▶ Requirement
Please reproduce the full House debate excerpt on Tasmania's salmon industry below, word for word.

▶ Excerpt provided

§

House debates

Tuesday, 8 November 2016

Adjournment

Tasmania: Salmon Industry

7:40 pm

Photo of Andrew WilkieAndrew Wilkie (Denison, Independent) Share this | Hansard source

I was somewhat amused yesterday to read a letter in the Mercury newspaper from Labor senator Carol Brown in which she claims that my boycott of Tasmanian salmon will single-handedly destroy the entire industry. I can only assume that she thinks I eat an awful lot of salmon. Writing about the explosive claims on last Monday's ABC TV Four Corners program, Senator Brown made more sense when she wrote that 'it is vital that the salmon industry is properly and sustainably managed to ensure it continues to provide jobs for Tasmanians.' That comment is fair enough, I suggest, but it is the height of hypocrisy because if the Liberal and Labor parties really cared about jobs they would stop slinging mud at me and instead act decisively to ensure the Tasmanian aquaculture industry is put on a genuinely sustainable footing. That means meeting the strictest environmental, social and economic criteria. The fact is that there is deep concern in the Tasmanian community right now about salmon farming, and that concern is not going to go away by the Liberal and Labor parties sticking their fingers in their ears and ignoring it. Nor will they make it go away by calling me churlish and claiming I am not 'supporting an industry with an international reputation nor standing up for Tasmanian jobs.' The point here is that the Tasmanian salmon industry is now on notice to improve its practices, and the government is on notice to improve the regulatory framework. That is the only thing that will keep the jobs that we have now, and that is the only thing that will allow the industry to grow in the future.

§

▶ Supplied records
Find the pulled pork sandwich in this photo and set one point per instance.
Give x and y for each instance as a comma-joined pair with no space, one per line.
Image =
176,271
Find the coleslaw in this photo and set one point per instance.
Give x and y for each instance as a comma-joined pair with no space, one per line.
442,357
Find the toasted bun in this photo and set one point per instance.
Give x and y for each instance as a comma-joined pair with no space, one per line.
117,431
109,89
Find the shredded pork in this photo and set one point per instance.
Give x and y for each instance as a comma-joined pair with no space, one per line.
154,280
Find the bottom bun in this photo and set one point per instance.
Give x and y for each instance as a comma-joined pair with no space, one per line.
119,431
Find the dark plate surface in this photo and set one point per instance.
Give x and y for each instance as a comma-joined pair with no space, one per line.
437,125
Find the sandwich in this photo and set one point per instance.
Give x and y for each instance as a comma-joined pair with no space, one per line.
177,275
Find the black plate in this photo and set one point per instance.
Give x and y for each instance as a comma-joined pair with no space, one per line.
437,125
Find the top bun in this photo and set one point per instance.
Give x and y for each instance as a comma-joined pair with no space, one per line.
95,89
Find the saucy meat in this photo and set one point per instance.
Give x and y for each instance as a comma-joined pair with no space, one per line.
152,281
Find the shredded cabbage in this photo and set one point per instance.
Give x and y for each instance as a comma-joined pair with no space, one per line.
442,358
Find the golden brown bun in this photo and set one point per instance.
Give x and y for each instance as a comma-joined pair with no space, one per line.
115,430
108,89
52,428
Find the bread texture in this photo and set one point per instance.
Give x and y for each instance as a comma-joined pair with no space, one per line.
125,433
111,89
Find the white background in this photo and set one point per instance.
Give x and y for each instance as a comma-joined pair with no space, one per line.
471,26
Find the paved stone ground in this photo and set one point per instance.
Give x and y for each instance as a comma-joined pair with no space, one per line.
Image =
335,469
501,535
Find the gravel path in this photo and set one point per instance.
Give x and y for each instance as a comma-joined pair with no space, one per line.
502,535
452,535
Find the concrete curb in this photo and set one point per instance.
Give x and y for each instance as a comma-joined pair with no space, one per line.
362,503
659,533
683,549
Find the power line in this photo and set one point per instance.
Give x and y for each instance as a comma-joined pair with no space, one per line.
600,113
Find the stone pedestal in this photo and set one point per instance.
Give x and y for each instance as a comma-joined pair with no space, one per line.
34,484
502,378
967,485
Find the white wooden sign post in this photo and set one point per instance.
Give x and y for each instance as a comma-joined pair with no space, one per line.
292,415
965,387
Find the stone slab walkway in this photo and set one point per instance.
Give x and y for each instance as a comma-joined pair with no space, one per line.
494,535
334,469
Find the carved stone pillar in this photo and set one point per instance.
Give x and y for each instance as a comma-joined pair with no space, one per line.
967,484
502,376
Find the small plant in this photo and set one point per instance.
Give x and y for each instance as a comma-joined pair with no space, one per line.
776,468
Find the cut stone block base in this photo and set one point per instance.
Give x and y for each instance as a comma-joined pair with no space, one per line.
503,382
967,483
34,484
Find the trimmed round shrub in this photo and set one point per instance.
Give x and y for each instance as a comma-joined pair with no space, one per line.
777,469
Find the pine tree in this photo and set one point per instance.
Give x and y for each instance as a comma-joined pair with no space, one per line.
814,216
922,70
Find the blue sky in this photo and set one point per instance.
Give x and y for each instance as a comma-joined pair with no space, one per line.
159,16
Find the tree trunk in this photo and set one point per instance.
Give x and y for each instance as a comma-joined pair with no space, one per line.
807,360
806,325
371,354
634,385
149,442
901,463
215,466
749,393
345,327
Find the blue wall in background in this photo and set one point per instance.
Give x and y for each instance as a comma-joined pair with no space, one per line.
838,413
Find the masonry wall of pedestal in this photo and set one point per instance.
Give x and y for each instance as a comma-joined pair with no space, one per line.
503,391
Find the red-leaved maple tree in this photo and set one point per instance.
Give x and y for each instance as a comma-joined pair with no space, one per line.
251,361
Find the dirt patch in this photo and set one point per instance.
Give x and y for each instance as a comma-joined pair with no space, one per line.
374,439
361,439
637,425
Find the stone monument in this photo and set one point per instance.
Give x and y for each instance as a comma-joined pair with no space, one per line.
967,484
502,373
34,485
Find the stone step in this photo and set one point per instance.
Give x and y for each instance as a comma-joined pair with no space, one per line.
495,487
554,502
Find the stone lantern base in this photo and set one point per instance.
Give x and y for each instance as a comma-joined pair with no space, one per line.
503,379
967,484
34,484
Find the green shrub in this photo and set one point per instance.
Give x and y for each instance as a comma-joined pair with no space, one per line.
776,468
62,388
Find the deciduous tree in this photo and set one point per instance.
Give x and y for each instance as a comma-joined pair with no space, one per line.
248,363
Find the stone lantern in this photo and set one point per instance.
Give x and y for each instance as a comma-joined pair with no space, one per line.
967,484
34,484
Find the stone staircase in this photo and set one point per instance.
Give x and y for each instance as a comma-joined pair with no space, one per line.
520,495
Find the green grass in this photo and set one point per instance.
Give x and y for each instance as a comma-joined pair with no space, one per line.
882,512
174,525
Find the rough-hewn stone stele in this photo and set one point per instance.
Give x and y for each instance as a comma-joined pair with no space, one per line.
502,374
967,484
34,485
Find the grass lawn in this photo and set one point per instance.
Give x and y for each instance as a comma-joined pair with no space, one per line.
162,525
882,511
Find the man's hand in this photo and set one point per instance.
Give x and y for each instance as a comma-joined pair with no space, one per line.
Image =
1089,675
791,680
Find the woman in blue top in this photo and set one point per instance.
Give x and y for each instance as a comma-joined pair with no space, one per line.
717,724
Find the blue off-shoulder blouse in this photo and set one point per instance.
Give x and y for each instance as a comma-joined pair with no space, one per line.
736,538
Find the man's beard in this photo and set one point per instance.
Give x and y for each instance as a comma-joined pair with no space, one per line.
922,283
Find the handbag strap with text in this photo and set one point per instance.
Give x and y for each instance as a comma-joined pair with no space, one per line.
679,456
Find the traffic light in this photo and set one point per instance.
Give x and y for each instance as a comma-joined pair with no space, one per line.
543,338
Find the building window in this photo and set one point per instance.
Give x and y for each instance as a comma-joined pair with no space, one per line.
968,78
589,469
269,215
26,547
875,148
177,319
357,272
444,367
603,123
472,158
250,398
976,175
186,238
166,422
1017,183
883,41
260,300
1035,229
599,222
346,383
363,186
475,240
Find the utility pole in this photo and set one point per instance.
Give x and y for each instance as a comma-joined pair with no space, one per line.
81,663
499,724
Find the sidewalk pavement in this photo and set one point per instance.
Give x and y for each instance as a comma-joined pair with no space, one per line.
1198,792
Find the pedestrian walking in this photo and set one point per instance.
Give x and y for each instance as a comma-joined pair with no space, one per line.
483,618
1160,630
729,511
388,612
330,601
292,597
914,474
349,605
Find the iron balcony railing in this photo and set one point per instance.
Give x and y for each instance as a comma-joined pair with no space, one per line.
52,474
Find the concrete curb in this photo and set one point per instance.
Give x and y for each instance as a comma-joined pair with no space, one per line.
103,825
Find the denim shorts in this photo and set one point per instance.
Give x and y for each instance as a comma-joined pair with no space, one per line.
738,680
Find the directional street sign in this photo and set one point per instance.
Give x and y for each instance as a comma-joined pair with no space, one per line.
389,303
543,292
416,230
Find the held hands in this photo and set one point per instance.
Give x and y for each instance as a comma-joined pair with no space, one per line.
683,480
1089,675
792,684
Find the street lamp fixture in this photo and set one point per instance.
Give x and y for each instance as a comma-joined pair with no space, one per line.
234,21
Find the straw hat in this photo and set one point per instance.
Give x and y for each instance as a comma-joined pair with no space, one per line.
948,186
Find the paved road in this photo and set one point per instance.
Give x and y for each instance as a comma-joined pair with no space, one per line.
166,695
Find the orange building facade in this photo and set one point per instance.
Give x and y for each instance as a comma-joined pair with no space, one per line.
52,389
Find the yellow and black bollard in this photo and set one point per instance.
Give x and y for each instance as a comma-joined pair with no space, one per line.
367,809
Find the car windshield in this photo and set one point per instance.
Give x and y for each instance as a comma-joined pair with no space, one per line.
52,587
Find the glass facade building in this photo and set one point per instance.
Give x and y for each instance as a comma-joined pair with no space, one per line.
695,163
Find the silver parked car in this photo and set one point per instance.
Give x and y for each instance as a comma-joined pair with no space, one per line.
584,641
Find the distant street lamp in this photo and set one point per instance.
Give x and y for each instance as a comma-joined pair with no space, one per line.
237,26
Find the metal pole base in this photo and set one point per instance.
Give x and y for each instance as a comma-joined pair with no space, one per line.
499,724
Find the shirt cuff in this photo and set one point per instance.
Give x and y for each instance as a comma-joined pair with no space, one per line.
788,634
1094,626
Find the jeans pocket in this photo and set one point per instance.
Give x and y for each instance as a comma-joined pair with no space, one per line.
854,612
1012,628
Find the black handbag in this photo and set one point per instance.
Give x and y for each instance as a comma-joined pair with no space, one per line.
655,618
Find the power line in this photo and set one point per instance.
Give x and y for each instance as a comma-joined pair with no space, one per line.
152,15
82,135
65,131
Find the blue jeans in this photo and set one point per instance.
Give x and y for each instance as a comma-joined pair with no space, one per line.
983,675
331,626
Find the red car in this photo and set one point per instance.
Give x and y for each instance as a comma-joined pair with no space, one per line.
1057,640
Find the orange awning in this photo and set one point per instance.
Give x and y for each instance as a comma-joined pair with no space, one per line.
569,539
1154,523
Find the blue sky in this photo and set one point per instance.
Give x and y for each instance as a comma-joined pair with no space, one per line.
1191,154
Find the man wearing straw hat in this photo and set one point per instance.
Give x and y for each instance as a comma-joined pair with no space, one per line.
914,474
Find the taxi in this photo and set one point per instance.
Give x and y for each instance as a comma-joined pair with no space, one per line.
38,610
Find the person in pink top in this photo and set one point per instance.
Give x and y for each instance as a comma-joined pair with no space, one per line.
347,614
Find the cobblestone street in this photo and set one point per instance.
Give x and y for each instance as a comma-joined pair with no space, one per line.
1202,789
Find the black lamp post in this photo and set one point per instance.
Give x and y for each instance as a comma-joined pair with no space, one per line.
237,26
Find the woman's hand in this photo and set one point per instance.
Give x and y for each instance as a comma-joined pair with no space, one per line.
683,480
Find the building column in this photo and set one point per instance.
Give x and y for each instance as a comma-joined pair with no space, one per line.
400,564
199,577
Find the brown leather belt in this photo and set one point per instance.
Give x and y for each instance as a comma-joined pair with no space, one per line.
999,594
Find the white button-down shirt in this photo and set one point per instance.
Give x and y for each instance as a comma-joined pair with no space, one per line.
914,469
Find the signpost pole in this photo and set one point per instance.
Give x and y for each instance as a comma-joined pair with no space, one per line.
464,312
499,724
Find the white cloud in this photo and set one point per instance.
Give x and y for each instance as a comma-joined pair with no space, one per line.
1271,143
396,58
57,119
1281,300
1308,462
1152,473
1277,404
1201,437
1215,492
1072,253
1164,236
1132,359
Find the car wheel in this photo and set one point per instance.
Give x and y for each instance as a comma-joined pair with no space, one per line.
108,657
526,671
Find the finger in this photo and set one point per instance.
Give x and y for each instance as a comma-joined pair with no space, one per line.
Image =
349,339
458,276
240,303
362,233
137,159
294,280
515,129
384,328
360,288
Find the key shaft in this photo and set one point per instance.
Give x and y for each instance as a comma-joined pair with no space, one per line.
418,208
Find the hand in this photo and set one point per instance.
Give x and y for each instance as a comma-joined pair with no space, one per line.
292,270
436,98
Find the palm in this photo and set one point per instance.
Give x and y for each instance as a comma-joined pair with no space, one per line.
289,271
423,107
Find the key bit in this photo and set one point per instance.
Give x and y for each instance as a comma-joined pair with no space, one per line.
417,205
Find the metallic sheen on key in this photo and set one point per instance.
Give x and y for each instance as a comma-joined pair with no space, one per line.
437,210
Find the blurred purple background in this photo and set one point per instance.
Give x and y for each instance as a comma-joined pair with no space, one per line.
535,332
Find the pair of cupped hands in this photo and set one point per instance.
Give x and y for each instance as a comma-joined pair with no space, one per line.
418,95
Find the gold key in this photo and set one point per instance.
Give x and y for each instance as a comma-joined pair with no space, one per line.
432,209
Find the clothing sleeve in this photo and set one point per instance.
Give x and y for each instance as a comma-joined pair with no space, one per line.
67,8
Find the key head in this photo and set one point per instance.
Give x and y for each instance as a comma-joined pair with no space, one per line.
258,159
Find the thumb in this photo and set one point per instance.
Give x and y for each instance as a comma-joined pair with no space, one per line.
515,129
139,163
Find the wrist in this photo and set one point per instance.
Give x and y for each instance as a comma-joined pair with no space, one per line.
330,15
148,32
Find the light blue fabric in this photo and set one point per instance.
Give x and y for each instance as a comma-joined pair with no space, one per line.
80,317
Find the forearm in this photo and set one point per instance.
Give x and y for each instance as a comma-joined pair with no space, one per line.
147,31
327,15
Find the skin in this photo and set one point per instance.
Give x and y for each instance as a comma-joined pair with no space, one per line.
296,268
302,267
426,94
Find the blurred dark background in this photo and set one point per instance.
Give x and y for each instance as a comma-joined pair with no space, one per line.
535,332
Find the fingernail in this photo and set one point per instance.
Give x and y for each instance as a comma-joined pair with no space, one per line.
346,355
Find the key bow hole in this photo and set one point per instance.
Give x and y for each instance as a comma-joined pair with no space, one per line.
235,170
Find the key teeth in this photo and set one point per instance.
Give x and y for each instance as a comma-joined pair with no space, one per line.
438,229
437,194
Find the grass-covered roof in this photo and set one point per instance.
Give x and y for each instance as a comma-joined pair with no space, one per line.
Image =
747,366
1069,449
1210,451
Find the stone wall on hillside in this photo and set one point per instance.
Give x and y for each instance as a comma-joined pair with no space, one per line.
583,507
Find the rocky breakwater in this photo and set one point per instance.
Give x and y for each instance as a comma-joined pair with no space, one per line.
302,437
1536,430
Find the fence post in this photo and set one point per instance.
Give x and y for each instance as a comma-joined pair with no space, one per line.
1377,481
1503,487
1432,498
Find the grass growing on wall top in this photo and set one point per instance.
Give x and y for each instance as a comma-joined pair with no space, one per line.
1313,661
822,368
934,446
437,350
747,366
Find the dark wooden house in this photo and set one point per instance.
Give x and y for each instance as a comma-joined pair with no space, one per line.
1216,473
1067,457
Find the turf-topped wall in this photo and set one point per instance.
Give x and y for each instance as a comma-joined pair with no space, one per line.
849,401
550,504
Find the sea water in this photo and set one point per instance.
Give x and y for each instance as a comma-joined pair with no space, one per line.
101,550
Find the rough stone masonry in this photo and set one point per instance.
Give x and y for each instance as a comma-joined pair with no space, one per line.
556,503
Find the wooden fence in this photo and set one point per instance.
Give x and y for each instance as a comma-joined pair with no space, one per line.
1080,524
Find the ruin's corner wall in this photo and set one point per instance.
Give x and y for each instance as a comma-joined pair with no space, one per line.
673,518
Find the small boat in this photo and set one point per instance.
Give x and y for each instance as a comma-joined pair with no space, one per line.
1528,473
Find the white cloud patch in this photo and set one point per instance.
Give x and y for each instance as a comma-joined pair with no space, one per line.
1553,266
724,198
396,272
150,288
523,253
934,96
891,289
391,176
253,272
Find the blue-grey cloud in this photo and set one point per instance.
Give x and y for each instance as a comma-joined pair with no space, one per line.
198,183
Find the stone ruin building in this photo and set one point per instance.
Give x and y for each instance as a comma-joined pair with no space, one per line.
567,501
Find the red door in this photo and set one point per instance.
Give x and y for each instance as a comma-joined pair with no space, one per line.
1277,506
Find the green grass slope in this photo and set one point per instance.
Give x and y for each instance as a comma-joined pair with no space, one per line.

§

▶ Finished task
House debates

Tuesday, 8 November 2016

Adjournment

Tasmania: Salmon Industry

7:40 pm

Photo of Andrew WilkieAndrew Wilkie (Denison, Independent) Share this | Hansard source

I was somewhat amused yesterday to read a letter in the Mercury newspaper from Labor senator Carol Brown in which she claims that my boycott of Tasmanian salmon will single-handedly destroy the entire industry. I can only assume that she thinks I eat an awful lot of salmon. Writing about the explosive claims on last Monday's ABC TV Four Corners program, Senator Brown made more sense when she wrote that 'it is vital that the salmon industry is properly and sustainably managed to ensure it continues to provide jobs for Tasmanians.' That comment is fair enough, I suggest, but it is the height of hypocrisy because if the Liberal and Labor parties really cared about jobs they would stop slinging mud at me and instead act decisively to ensure the Tasmanian aquaculture industry is put on a genuinely sustainable footing. That means meeting the strictest environmental, social and economic criteria. The fact is that there is deep concern in the Tasmanian community right now about salmon farming, and that concern is not going to go away by the Liberal and Labor parties sticking their fingers in their ears and ignoring it. Nor will they make it go away by calling me churlish and claiming I am not 'supporting an industry with an international reputation nor standing up for Tasmanian jobs.' The point here is that the Tasmanian salmon industry is now on notice to improve its practices, and the government is on notice to improve the regulatory framework. That is the only thing that will keep the jobs that we have now, and that is the only thing that will allow the industry to grow in the future.